## Excerpts from bounding box data
^^^^^^^^

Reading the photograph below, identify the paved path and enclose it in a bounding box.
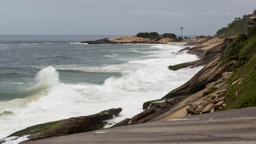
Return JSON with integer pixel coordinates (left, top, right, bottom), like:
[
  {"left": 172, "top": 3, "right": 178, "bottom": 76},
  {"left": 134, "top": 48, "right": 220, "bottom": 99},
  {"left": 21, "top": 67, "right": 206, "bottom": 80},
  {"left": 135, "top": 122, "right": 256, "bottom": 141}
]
[{"left": 25, "top": 108, "right": 256, "bottom": 144}]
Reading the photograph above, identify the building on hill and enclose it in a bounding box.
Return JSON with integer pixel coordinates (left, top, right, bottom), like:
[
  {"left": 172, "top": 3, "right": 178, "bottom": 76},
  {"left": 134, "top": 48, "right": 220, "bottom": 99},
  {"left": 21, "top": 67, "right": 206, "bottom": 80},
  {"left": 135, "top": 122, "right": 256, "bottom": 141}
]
[
  {"left": 250, "top": 13, "right": 256, "bottom": 22},
  {"left": 247, "top": 13, "right": 256, "bottom": 35}
]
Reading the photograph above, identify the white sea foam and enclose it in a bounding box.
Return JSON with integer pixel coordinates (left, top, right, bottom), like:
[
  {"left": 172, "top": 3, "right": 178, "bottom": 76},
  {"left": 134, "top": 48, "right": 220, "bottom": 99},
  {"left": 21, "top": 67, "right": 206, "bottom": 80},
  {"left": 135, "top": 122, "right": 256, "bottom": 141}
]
[
  {"left": 69, "top": 42, "right": 88, "bottom": 45},
  {"left": 104, "top": 54, "right": 118, "bottom": 58},
  {"left": 0, "top": 45, "right": 201, "bottom": 141}
]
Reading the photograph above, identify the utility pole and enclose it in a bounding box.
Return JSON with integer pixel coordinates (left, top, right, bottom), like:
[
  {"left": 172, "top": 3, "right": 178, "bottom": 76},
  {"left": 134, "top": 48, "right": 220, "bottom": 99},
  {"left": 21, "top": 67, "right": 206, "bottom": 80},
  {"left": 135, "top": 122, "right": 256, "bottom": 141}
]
[{"left": 180, "top": 27, "right": 184, "bottom": 38}]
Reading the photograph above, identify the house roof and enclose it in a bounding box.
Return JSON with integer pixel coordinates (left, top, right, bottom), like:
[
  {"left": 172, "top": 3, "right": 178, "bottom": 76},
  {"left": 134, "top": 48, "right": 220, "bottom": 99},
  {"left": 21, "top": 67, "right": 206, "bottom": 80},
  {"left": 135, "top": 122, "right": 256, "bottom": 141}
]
[{"left": 250, "top": 14, "right": 256, "bottom": 19}]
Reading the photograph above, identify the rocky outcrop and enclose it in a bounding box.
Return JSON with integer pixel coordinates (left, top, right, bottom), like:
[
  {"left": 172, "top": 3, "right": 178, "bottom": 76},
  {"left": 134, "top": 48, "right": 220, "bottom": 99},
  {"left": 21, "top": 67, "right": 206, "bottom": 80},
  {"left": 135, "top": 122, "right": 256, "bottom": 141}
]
[
  {"left": 168, "top": 38, "right": 233, "bottom": 71},
  {"left": 187, "top": 89, "right": 226, "bottom": 115},
  {"left": 114, "top": 98, "right": 181, "bottom": 127},
  {"left": 10, "top": 108, "right": 122, "bottom": 141},
  {"left": 81, "top": 35, "right": 173, "bottom": 44}
]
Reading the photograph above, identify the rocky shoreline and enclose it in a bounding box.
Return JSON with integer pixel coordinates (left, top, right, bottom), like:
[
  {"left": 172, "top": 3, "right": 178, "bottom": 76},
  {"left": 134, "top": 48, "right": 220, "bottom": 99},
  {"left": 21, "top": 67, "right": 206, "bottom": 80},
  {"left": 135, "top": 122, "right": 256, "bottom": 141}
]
[
  {"left": 3, "top": 38, "right": 232, "bottom": 142},
  {"left": 0, "top": 108, "right": 122, "bottom": 143},
  {"left": 81, "top": 35, "right": 173, "bottom": 44},
  {"left": 2, "top": 38, "right": 245, "bottom": 144}
]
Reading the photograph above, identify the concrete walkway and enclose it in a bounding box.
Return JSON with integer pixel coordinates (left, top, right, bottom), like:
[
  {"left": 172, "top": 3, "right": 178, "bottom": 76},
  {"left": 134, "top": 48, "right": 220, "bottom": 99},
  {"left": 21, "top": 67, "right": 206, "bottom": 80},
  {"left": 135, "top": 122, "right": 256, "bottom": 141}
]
[{"left": 25, "top": 108, "right": 256, "bottom": 144}]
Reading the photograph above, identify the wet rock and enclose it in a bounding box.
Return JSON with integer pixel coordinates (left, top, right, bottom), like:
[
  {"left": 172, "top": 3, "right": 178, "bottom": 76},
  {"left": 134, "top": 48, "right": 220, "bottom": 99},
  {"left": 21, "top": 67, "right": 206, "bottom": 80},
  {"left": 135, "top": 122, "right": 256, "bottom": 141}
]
[
  {"left": 222, "top": 72, "right": 233, "bottom": 79},
  {"left": 11, "top": 108, "right": 122, "bottom": 140},
  {"left": 131, "top": 106, "right": 157, "bottom": 124},
  {"left": 194, "top": 105, "right": 204, "bottom": 115},
  {"left": 113, "top": 118, "right": 131, "bottom": 127},
  {"left": 216, "top": 101, "right": 224, "bottom": 108},
  {"left": 202, "top": 103, "right": 215, "bottom": 113},
  {"left": 187, "top": 103, "right": 197, "bottom": 114}
]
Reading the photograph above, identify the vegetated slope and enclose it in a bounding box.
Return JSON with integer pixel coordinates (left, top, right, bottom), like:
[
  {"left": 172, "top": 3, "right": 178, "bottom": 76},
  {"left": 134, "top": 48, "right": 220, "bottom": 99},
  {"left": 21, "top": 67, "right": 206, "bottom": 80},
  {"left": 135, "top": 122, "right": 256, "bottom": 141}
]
[
  {"left": 221, "top": 28, "right": 256, "bottom": 109},
  {"left": 216, "top": 17, "right": 251, "bottom": 38}
]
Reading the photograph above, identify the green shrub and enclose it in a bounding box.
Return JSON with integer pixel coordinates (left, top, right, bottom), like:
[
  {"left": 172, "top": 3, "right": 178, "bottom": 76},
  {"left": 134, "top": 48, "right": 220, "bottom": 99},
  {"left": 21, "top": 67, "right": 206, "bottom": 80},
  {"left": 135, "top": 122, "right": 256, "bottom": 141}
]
[
  {"left": 203, "top": 87, "right": 218, "bottom": 96},
  {"left": 163, "top": 33, "right": 177, "bottom": 40},
  {"left": 136, "top": 32, "right": 160, "bottom": 40}
]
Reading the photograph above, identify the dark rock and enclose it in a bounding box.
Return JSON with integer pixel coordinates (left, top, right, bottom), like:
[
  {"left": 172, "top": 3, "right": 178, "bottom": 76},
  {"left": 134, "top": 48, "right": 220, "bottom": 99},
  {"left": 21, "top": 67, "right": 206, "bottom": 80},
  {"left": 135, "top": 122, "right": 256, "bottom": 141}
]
[
  {"left": 11, "top": 108, "right": 122, "bottom": 140},
  {"left": 131, "top": 105, "right": 157, "bottom": 123},
  {"left": 113, "top": 118, "right": 131, "bottom": 127},
  {"left": 142, "top": 99, "right": 166, "bottom": 110},
  {"left": 81, "top": 38, "right": 114, "bottom": 44},
  {"left": 202, "top": 103, "right": 215, "bottom": 113},
  {"left": 187, "top": 103, "right": 197, "bottom": 114}
]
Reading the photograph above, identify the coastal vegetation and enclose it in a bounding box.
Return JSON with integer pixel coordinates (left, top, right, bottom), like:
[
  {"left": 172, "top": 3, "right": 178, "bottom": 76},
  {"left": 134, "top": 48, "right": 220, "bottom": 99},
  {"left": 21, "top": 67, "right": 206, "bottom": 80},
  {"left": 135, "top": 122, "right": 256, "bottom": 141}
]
[
  {"left": 221, "top": 29, "right": 256, "bottom": 109},
  {"left": 136, "top": 32, "right": 181, "bottom": 41},
  {"left": 136, "top": 32, "right": 160, "bottom": 40},
  {"left": 216, "top": 15, "right": 252, "bottom": 38}
]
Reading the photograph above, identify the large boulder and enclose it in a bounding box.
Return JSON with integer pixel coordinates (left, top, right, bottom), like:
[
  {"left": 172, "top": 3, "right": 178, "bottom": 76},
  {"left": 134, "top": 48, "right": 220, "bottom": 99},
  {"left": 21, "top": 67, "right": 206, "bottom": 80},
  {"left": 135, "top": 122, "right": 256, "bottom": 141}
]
[{"left": 10, "top": 108, "right": 122, "bottom": 141}]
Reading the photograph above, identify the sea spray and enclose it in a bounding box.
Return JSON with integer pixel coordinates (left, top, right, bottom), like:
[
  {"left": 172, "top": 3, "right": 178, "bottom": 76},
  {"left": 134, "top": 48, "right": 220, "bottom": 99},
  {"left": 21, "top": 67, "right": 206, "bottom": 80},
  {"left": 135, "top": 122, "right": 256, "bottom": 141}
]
[
  {"left": 0, "top": 66, "right": 62, "bottom": 114},
  {"left": 0, "top": 45, "right": 201, "bottom": 140}
]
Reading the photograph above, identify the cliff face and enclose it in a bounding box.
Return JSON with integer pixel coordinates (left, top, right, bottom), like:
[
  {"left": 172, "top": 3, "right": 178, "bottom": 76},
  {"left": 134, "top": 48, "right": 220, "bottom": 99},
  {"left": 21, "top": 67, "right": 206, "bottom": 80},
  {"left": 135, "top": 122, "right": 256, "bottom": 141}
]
[
  {"left": 81, "top": 35, "right": 173, "bottom": 44},
  {"left": 117, "top": 25, "right": 256, "bottom": 126}
]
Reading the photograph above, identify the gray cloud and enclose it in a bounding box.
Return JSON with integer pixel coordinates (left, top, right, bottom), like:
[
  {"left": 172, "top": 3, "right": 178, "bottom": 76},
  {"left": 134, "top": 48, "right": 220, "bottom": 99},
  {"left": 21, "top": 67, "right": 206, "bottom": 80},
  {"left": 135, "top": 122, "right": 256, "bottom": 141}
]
[{"left": 0, "top": 0, "right": 256, "bottom": 35}]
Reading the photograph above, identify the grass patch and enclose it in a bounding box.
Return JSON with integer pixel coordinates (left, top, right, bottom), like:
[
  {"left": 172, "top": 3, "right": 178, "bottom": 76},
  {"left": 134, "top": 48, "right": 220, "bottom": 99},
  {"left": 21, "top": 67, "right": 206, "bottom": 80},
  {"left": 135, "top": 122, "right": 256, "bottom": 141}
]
[
  {"left": 217, "top": 18, "right": 252, "bottom": 38},
  {"left": 222, "top": 30, "right": 256, "bottom": 110},
  {"left": 168, "top": 63, "right": 190, "bottom": 71},
  {"left": 203, "top": 87, "right": 218, "bottom": 96}
]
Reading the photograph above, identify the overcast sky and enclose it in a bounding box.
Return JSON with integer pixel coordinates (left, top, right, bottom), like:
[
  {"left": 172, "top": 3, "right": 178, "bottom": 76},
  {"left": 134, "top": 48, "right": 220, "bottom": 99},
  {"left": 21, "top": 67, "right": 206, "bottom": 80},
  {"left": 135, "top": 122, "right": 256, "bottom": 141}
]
[{"left": 0, "top": 0, "right": 256, "bottom": 35}]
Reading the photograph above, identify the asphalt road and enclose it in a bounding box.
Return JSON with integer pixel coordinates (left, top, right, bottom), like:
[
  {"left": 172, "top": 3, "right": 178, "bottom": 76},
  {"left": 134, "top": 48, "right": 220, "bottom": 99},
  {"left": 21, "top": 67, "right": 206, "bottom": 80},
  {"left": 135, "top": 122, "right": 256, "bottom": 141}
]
[{"left": 25, "top": 108, "right": 256, "bottom": 144}]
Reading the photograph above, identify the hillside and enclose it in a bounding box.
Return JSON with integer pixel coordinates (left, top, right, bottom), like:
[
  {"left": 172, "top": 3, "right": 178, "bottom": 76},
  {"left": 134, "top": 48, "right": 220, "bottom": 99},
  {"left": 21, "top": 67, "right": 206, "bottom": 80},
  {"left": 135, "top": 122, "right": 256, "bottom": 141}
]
[{"left": 216, "top": 16, "right": 252, "bottom": 38}]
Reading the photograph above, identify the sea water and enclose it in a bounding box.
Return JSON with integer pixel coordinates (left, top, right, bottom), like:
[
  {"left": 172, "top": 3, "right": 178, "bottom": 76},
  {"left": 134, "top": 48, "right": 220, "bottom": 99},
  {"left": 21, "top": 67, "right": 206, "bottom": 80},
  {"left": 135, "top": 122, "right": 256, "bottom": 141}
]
[{"left": 0, "top": 36, "right": 201, "bottom": 138}]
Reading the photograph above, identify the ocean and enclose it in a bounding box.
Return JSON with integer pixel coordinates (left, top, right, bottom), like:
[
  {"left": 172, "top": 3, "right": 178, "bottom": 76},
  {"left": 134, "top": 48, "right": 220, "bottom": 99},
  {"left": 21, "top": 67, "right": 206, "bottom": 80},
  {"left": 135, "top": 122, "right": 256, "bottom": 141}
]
[{"left": 0, "top": 36, "right": 202, "bottom": 139}]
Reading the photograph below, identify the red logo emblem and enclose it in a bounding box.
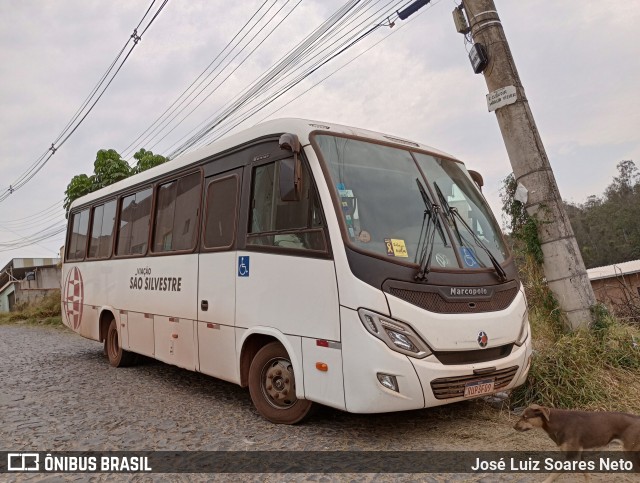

^^^^^^^^

Gather every line of the records above that contains the word "rocky", and copy each one out. Matches must agree in case.

## Answer to the task
Reading the photograph above, identify the rocky outcrop and enclose it in a bounding box.
Reading the photograph above, identify the rocky shoreline and enclose it in a bounding box.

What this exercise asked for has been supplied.